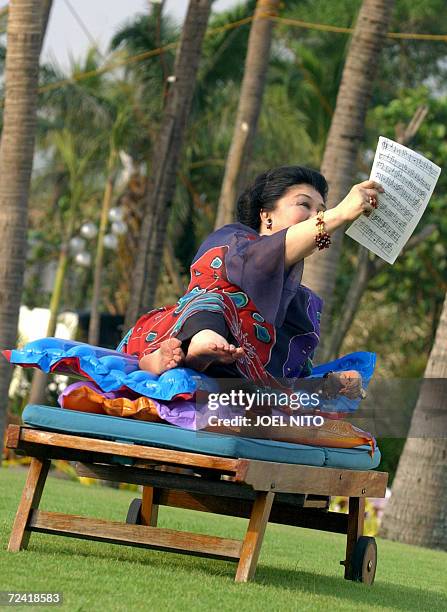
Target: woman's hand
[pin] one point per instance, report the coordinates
(362, 199)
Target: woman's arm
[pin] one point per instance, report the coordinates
(300, 238)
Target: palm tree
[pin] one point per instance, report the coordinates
(346, 132)
(415, 513)
(250, 101)
(165, 160)
(16, 159)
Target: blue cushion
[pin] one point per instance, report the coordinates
(177, 438)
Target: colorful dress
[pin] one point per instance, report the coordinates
(242, 275)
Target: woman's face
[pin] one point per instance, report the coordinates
(299, 203)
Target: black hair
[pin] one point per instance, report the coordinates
(270, 186)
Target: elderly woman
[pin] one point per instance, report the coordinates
(246, 313)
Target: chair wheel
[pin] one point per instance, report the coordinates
(134, 513)
(364, 560)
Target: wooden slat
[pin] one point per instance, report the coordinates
(356, 521)
(149, 508)
(281, 513)
(164, 480)
(32, 492)
(12, 436)
(285, 477)
(251, 546)
(135, 535)
(127, 450)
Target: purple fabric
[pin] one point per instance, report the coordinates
(256, 264)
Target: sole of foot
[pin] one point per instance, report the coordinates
(168, 356)
(208, 347)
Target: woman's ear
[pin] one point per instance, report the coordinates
(264, 214)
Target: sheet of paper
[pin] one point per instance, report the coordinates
(408, 179)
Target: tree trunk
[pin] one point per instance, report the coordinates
(39, 382)
(346, 134)
(165, 159)
(95, 317)
(416, 512)
(249, 107)
(16, 159)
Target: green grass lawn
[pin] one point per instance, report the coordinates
(298, 569)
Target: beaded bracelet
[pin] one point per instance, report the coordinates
(322, 239)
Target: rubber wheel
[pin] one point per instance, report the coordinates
(364, 560)
(134, 513)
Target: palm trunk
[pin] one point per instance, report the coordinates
(416, 512)
(16, 160)
(94, 324)
(165, 159)
(250, 101)
(39, 382)
(346, 134)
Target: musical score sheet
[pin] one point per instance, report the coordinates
(408, 179)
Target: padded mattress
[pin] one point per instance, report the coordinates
(171, 437)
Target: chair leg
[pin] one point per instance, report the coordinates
(30, 500)
(149, 509)
(356, 521)
(251, 546)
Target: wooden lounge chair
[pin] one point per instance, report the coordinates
(261, 491)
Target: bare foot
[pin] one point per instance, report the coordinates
(351, 383)
(207, 347)
(168, 356)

——

* WORK INSTRUCTIONS:
Exclude the pictures and give back the rest of the data above exactly as written.

* ANSWER TO THE EXERCISE:
Target: woman's hand
[pin] one point per instance, report the coordinates
(362, 199)
Target: woman's arm
[pin] one point per instance, report the coordinates
(300, 238)
Target: palm tree
[pin] one point per instance, report the coordinates
(346, 132)
(415, 513)
(250, 101)
(165, 160)
(16, 159)
Target: blue cushion
[pin] one point per instance, report the coordinates
(177, 438)
Target: colorful dress
[pin] one point per instance, report the coordinates
(242, 275)
Target: woman's face
[pin] one point per instance, report the coordinates
(299, 203)
Target: black hair
[pin] one point per instance, report the coordinates
(270, 186)
Target: elderly woman
[pin] one point per instance, report the coordinates
(246, 313)
Target: chair wheel
[pin] one point per instance, report the coordinates
(134, 513)
(364, 560)
Target: wooden slat
[pin] one point per instance, report the coordinates
(356, 521)
(149, 508)
(281, 513)
(164, 480)
(32, 492)
(12, 436)
(285, 477)
(251, 546)
(135, 535)
(127, 450)
Target: purple fabric
[pin] one point per instance, report the coordinates
(256, 264)
Target: sole of foot
[pin] one point per instance, report the coordinates
(168, 356)
(208, 347)
Target: woman's ear
[pin] one point per instance, report the coordinates
(264, 214)
Target: sheet of paper
[pin] one point per instance, report the coordinates
(408, 179)
Target: tree trunk
[pin] one point per instance, report the coordinates
(39, 382)
(346, 134)
(165, 159)
(95, 317)
(416, 512)
(249, 107)
(16, 159)
Target: green grass lawn
[pin] one point per instance, report the coordinates
(298, 569)
Target: beaded bracelet
[pin] one point per instance, report the coordinates
(322, 239)
Target: rubber wheel
[pin] one point per instance, report the coordinates
(364, 560)
(134, 513)
Target: palm trunk
[pin] one point per instance, report the coordinates
(416, 512)
(16, 160)
(94, 324)
(165, 159)
(250, 101)
(39, 382)
(346, 134)
Target: musical score sheet
[pin] one point per instance, report the coordinates
(408, 179)
Target: padded mattress
[pin] one point per instance, report the coordinates
(171, 437)
Target: chair leg
[pin] one point per instance, report the coordinates
(30, 500)
(149, 509)
(356, 521)
(251, 546)
Target: wooden lounge chair
[pin] one point per instance, report the coordinates
(261, 491)
Target: bare foot
[pin] one point per instance, report the coordinates
(351, 383)
(207, 347)
(168, 356)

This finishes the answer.